* _PROBLEM REQUIREMENTS_
Report only the number of lines below in which the string "accurate" appears.

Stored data
==================================================
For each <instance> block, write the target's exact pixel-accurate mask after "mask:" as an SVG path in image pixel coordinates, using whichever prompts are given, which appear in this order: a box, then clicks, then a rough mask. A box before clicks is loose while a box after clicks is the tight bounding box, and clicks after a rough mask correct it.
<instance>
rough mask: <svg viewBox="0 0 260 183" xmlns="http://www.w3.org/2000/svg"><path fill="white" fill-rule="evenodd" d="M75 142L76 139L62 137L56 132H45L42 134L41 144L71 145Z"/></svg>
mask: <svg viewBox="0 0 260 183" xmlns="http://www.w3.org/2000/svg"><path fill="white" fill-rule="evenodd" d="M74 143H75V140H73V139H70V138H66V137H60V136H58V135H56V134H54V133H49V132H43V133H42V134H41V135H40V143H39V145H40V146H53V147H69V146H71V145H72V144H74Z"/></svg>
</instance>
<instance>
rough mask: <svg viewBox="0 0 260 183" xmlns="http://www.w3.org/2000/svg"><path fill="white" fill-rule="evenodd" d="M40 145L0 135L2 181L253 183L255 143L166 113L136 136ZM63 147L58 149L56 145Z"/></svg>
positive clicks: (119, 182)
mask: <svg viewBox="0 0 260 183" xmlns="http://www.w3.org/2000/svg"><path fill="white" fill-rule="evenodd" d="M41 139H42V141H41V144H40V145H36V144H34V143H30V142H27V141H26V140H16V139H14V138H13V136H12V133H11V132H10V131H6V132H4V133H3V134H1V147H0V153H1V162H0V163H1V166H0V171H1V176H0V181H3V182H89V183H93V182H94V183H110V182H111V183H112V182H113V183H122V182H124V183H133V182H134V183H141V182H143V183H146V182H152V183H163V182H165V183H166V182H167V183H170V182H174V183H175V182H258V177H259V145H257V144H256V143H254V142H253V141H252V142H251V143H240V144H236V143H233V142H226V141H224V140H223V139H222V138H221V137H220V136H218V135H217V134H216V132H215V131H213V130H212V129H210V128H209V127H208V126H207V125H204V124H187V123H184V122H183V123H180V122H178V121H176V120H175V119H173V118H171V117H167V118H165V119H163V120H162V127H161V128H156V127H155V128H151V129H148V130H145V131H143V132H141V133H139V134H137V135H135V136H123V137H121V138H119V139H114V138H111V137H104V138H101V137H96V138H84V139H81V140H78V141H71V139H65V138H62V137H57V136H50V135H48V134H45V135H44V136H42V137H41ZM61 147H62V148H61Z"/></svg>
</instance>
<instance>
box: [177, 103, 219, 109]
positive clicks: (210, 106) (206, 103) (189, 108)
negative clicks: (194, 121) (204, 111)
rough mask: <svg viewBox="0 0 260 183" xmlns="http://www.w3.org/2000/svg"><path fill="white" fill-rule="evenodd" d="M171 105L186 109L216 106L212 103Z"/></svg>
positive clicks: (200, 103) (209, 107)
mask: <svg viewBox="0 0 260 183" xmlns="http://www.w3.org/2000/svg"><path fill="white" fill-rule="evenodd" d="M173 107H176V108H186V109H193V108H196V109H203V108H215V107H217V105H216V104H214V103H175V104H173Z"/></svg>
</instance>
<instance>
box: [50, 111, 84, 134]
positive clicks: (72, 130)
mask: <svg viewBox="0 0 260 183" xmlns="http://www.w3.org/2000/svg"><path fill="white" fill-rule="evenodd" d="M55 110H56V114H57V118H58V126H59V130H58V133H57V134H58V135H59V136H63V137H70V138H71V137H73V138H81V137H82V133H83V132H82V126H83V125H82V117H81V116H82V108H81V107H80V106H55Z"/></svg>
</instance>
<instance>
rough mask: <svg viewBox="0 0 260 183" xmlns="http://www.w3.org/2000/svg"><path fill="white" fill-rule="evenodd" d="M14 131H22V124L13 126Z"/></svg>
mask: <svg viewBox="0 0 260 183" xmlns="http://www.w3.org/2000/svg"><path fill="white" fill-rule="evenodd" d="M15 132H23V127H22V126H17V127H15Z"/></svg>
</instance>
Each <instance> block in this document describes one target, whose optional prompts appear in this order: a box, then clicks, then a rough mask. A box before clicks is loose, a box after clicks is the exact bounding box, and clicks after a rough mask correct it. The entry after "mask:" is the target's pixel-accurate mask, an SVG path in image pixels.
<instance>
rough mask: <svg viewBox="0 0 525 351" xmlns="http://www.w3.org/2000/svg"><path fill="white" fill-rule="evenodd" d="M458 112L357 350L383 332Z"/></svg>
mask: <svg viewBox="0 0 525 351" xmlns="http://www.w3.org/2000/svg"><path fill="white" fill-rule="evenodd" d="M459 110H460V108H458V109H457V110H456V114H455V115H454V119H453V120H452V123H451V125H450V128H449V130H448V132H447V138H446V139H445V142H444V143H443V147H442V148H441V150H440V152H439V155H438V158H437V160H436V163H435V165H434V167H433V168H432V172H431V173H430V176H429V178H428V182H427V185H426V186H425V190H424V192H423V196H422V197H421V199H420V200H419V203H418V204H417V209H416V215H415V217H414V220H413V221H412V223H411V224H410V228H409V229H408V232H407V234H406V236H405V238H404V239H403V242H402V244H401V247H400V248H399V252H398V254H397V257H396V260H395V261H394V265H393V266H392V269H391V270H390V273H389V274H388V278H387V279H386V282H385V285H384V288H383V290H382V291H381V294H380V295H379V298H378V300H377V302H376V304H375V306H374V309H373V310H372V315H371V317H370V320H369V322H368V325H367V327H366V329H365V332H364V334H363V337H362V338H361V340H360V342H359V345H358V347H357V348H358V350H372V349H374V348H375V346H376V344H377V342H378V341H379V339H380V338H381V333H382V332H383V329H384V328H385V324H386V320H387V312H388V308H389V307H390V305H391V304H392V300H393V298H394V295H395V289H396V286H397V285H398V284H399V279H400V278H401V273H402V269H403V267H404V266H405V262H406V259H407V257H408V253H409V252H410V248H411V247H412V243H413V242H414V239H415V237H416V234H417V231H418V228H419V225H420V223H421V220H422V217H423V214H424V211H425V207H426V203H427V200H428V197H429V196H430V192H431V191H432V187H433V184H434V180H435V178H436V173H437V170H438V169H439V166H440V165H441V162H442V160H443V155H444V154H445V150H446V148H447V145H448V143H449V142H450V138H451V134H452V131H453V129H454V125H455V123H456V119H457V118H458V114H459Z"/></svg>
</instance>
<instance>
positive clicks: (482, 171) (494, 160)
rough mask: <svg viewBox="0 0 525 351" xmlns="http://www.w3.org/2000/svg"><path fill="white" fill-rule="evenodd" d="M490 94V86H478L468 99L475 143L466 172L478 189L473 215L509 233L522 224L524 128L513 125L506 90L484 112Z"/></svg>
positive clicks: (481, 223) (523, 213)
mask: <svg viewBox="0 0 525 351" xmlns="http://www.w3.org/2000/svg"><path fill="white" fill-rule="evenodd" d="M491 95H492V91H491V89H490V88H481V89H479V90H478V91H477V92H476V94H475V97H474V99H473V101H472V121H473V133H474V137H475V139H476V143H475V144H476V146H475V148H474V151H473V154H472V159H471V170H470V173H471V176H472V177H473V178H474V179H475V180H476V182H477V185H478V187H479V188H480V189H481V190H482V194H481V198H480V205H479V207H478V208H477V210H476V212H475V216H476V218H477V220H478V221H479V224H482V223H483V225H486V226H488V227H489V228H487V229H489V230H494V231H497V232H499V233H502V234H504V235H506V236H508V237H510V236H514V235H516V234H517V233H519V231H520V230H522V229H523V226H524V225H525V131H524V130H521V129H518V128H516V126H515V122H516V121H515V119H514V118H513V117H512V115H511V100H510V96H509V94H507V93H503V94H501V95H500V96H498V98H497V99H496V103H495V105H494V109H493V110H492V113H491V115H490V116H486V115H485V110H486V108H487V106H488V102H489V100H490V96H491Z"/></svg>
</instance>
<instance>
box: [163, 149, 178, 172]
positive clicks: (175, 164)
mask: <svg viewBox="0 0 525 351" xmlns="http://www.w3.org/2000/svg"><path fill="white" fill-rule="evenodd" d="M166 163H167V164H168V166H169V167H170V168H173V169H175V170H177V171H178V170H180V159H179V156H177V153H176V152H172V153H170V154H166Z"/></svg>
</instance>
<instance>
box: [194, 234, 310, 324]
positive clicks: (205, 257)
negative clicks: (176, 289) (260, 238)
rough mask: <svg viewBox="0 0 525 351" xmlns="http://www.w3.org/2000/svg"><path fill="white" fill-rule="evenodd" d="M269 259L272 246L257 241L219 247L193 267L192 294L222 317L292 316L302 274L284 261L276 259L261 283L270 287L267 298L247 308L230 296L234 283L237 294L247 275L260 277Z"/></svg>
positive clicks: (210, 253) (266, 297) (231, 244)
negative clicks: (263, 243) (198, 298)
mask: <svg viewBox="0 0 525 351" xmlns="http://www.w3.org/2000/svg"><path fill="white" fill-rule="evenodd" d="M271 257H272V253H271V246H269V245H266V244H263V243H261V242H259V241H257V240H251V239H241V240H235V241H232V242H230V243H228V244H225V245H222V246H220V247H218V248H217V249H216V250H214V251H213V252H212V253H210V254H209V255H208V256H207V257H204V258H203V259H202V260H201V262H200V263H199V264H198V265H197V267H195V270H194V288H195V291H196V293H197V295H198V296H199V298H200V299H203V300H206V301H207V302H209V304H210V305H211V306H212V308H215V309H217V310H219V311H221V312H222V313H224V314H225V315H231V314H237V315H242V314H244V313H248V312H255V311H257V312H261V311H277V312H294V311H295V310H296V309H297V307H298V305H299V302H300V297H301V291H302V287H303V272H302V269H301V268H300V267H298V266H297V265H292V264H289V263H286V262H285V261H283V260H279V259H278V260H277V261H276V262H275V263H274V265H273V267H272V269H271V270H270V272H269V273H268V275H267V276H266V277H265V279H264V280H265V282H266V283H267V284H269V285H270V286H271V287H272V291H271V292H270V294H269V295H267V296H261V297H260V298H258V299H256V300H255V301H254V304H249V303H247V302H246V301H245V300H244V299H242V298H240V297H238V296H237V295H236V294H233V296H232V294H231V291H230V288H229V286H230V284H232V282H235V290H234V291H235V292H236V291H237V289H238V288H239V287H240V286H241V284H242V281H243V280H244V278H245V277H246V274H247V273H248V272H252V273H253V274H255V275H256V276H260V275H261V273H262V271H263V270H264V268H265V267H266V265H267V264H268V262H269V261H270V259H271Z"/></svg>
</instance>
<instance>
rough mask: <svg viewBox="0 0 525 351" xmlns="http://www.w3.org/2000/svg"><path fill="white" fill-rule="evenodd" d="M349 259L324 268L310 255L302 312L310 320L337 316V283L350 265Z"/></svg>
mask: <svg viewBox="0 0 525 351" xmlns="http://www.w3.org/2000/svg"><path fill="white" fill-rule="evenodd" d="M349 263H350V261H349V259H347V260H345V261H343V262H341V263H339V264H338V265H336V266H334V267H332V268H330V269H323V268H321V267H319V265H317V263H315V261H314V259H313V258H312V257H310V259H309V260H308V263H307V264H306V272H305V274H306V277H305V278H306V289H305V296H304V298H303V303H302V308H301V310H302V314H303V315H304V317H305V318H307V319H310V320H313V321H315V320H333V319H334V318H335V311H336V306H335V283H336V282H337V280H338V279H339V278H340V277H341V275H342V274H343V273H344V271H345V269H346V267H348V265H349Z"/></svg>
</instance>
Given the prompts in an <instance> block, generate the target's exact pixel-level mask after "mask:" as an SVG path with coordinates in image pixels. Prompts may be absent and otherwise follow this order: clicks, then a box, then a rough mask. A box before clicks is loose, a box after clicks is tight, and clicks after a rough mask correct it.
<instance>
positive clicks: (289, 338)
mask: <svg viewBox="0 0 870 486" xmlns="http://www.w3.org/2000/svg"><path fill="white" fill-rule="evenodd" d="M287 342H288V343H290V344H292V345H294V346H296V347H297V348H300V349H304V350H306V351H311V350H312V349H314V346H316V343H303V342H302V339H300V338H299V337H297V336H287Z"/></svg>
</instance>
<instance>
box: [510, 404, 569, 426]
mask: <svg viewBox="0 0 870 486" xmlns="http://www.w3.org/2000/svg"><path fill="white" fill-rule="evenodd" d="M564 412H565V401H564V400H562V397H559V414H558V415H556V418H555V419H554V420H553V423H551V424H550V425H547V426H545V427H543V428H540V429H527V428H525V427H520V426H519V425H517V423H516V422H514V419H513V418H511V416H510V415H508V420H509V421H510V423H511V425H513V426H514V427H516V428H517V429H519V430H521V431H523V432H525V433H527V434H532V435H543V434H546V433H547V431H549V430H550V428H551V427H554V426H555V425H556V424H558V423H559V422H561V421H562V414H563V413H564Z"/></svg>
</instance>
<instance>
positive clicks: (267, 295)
==================================================
* _EXERCISE OUTPUT_
2